Keine vermeidbare Risken eingehen

Aufgrund der pandemischen Lage, wäre eine Rückkehr der Fans „eine falsche Signalwir­kung“. Momentan seien „eher Zurückhaltung und Vorsicht angesagt“, meinte die SPD-Po­litikerin. „Tausende Zu­schau­er in den Stadien – das passt nicht zum aktuellen Infektions­ge­sche­hen“, teilte gestern auch Bundesgesundheitsminister Jens Spahn via Twitter mit. „Jetzt heißt es, keine vermeidbaren Risiken einzugehen. Das Konzept der DFL ist in der Theorie gut. Entscheidend ist in der Pandemie aber die Praxis im Alltag.“

Angesichts der wieder gestiegenen Coronafallzahlen herrscht Skepsis in der Politik, wie es Bayerns Ministerpräsident Markus Söder ausdrückte. „Ich habe mich sehr für den Start von Geisterspielen eingesetzt, das läuft auch hervorragend. Aber bei vollen Stadion zum Bundesligastart bin ich außerordentlich skeptisch. Ich kann es mir derzeit nicht vorstell­en“, sagte der CSU-Chef.

Es hätte auch eine verheerende Signalwirkung an die Öffentlich­keit. Sowohl was Kapazi­tä­ten im Medizinischen betreffe als auch gegenüber kulturellen Veranstaltungen. Darin herrschte auch Konsens bei der Gesundheitsministerkonferenz.

Zuvor hatte sich Sachsens Regierungschef Michael Kretschmer noch positiv über das Zu­schauerkonzept der DFL geäußert. „Ich bin der Meinung, man muss ihnen jetzt die Chan­ce geben, diese Sache zu erproben“, sagte der CDU-Politiker gestern im ARD-Mittagsma­gazin. Es sei wichtig, „dass wir jetzt auch an diesem Punkt einen Schritt nach vorn gehen“.

Deutsche Fußball Liga respektiert Entscheidung

Von Massentests vor dem Stadionbesuch hält Kretschmer allerdings nichts, weil es nicht praktikabel sei. Man könne nicht so viele Menschen vorher testen, sagte er. „Das Prinzip muss sein, so wie am Arbeitsplatz, so wie beim Einkaufen muss eine Sportveranstaltung so organisiert sein, dass man sich nicht anstecken kann“, forderte er.

Die Deutsche Fußball Liga hat die vorläufige Absage der Politik an eine Stadionrückkehr der Fans zum Saisonstart klaglos akzeptiert. „Die DFL hat immer betont, dass die Ein­dämmung des Coronavirus höchste Priorität haben muss“, teilte die Dachorganisation des deutschen Profifußballs heute mit.

### Aufgabenstellung:
Zitieren Sie wörtlich aus dem Text über die Rückkehr der Fans in die Stadien den Abschnitt, der mit den Worten „Von Massentests vor“ beginnt und mit „Profifußballs heute mit.“ endet.

### Verfügbare Daten:
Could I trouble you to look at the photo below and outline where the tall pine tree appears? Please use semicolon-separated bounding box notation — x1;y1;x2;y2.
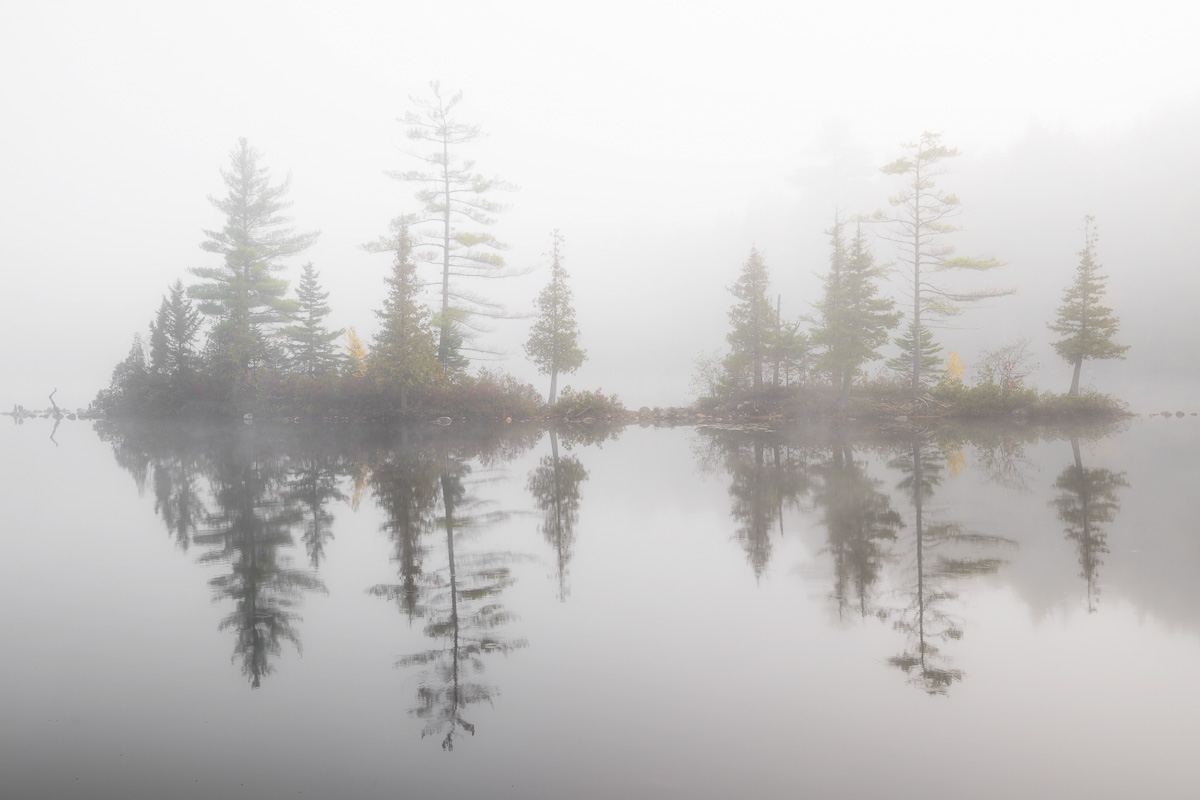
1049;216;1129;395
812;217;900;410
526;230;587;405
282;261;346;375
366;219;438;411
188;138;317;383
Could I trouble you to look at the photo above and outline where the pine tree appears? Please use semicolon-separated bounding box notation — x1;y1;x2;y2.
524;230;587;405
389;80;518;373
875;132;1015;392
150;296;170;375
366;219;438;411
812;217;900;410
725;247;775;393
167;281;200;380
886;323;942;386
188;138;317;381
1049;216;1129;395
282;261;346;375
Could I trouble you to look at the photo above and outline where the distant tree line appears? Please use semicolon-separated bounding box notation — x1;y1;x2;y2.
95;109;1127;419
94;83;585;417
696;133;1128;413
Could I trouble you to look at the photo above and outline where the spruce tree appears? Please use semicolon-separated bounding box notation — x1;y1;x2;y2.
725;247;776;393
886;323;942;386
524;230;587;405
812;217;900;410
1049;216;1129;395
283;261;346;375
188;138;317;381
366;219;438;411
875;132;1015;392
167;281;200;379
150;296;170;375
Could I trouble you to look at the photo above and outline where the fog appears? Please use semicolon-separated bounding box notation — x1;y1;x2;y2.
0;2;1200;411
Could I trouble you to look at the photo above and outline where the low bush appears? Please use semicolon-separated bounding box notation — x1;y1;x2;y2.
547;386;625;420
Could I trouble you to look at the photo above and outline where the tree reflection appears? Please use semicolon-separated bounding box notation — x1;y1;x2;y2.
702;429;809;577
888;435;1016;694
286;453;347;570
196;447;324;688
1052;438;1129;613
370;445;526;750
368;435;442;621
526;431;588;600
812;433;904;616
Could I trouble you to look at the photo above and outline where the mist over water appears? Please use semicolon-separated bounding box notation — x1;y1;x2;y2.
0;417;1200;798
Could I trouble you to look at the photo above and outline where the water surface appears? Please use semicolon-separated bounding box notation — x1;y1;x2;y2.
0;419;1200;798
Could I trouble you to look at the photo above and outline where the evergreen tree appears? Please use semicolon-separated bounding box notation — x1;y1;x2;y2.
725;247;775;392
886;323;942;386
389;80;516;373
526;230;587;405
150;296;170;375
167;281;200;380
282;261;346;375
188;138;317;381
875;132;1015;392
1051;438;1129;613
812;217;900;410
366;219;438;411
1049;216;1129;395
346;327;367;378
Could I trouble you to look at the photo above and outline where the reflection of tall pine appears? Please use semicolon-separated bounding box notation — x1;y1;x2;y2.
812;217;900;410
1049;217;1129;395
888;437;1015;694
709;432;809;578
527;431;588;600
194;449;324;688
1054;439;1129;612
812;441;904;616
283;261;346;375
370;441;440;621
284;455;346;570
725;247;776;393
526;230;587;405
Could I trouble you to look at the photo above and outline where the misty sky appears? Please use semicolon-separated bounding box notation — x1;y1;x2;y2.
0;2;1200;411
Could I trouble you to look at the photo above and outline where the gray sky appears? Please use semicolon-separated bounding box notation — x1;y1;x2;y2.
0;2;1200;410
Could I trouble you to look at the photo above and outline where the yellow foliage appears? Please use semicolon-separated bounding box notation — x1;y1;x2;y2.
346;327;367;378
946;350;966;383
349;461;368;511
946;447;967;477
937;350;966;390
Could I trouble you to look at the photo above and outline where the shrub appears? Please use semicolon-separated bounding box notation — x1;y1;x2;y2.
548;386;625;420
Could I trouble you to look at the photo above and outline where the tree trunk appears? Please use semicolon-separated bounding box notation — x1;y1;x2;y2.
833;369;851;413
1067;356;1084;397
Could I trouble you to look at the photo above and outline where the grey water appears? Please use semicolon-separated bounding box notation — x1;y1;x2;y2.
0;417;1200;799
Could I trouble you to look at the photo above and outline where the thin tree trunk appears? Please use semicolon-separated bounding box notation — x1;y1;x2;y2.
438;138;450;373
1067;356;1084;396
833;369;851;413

### Antwortfeld:
Von Massentests vor dem Stadionbesuch hält Kretschmer allerdings nichts, weil es nicht praktikabel sei. Man könne nicht so viele Menschen vorher testen, sagte er. „Das Prinzip muss sein, so wie am Arbeitsplatz, so wie beim Einkaufen muss eine Sportveranstaltung so organisiert sein, dass man sich nicht anstecken kann“, forderte er.

Die Deutsche Fußball Liga hat die vorläufige Absage der Politik an eine Stadionrückkehr der Fans zum Saisonstart klaglos akzeptiert. „Die DFL hat immer betont, dass die Ein­dämmung des Coronavirus höchste Priorität haben muss“, teilte die Dachorganisation des deutschen Profifußballs heute mit.